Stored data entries
>>>
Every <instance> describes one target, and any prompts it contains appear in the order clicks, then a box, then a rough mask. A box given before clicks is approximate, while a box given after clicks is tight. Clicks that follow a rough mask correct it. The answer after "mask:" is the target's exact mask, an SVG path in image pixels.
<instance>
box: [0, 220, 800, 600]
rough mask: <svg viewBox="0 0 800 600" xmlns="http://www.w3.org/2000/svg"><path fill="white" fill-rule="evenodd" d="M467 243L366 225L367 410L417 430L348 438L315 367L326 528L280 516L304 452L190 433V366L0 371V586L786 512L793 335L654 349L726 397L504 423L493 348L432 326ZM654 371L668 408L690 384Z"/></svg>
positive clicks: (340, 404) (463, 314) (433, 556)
<<<
Copy out every line of the items above with no changes.

Every <instance> describes one target, and any prompts it contains appear in the order clicks, then a box, then a rough mask. A box given before clicks is approximate, while a box given after clicks is tight. Clicks that follow a rough mask correct it. The answer after "mask:" is the target's exact mask, an SVG path in image pixels.
<instance>
box: [0, 220, 800, 600]
rough mask: <svg viewBox="0 0 800 600" xmlns="http://www.w3.org/2000/svg"><path fill="white" fill-rule="evenodd" d="M467 243L366 225L367 410L417 430L348 438L315 367L326 528L280 516L304 452L190 433V366L0 371V586L786 512L793 335L654 349L726 397L504 423L493 348L432 326ZM654 371L668 408L690 384Z"/></svg>
positive clicks: (340, 404) (463, 314) (433, 556)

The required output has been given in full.